# YOUR OBJECTIVE
Starting with the line that contains "column 86, row 20" and stopping after the line that contains "column 368, row 356", return each line below exactly as written, with no others.

# TASK DATA
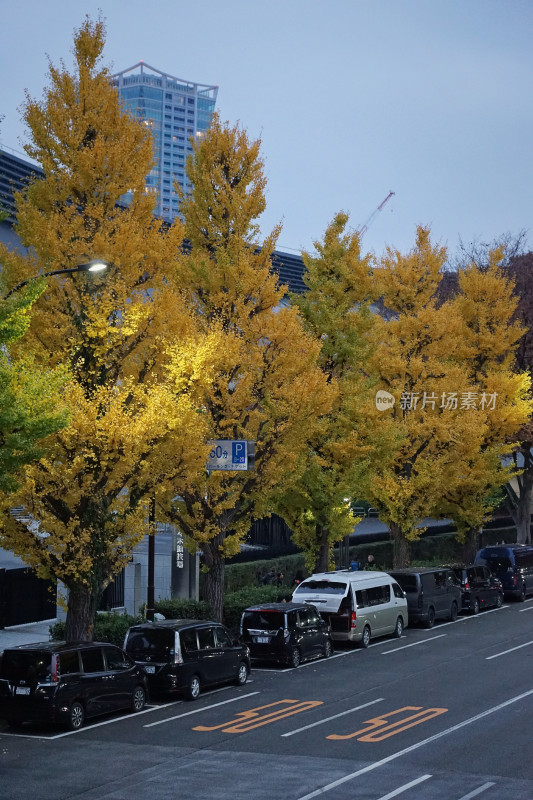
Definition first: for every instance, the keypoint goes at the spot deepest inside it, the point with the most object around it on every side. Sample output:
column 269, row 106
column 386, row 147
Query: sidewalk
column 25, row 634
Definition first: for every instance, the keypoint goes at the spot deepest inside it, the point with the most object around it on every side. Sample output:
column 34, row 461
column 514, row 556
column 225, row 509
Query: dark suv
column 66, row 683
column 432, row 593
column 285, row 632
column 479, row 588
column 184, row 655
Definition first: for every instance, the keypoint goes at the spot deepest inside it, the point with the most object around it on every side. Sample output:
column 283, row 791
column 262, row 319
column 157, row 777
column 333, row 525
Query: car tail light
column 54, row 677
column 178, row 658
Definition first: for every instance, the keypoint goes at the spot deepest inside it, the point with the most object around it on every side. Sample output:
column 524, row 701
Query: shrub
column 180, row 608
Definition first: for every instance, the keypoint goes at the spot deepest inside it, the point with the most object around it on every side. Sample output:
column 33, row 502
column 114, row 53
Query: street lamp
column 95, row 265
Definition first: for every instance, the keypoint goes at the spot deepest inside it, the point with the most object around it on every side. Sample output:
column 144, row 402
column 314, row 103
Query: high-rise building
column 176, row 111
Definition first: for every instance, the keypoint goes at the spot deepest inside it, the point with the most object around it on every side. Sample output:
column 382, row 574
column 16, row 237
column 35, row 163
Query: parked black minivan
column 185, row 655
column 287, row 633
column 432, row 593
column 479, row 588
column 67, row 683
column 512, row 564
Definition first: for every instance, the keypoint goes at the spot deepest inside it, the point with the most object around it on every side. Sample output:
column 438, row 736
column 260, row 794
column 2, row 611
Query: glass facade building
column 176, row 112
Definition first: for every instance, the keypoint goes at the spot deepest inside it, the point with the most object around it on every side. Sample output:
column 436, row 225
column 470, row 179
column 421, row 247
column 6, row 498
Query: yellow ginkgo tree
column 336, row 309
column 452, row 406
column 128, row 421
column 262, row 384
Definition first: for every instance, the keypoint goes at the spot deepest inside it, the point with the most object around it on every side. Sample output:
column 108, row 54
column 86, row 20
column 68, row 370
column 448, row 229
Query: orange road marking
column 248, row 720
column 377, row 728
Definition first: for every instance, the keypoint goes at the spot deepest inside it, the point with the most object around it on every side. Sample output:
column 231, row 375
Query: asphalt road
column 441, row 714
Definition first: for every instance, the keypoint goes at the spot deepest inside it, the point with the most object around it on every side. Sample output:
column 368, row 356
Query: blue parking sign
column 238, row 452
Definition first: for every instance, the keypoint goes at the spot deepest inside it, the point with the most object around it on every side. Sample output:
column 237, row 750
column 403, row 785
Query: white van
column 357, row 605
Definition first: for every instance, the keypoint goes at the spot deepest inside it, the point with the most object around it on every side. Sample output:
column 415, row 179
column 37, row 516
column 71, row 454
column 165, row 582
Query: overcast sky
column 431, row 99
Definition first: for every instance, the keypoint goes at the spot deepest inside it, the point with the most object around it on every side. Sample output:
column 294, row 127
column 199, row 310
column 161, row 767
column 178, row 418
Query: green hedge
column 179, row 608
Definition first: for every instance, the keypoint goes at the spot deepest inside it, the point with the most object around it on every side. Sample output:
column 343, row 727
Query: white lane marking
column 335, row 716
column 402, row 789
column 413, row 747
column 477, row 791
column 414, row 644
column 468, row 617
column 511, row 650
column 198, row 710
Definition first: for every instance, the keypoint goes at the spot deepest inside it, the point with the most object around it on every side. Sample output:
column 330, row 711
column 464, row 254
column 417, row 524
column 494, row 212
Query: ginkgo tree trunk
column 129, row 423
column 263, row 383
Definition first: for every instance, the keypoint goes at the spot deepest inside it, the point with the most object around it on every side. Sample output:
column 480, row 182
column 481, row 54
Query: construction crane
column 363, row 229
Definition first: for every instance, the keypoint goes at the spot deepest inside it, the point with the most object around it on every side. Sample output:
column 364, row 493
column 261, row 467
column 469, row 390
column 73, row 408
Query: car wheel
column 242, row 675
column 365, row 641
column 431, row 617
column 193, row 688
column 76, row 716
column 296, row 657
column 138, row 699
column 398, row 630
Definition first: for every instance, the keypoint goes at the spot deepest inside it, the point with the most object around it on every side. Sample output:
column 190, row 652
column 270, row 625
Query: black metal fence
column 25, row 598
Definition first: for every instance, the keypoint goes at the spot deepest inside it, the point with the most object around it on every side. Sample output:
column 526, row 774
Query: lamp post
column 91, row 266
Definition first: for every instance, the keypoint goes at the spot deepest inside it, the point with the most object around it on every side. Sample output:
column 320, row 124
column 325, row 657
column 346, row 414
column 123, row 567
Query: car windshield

# TASK RESULT
column 86, row 20
column 68, row 370
column 448, row 229
Query: orange road marking
column 248, row 720
column 377, row 728
Definition first: for every instance, the keypoint goes at the spot deepest inside it, the point with the most object around it on every side. Sample output:
column 231, row 375
Query: asphalt road
column 441, row 714
Definition first: for every instance, the keypoint goes at the spot deepest inside it, the point with the most object around it on every side. Sample output:
column 368, row 356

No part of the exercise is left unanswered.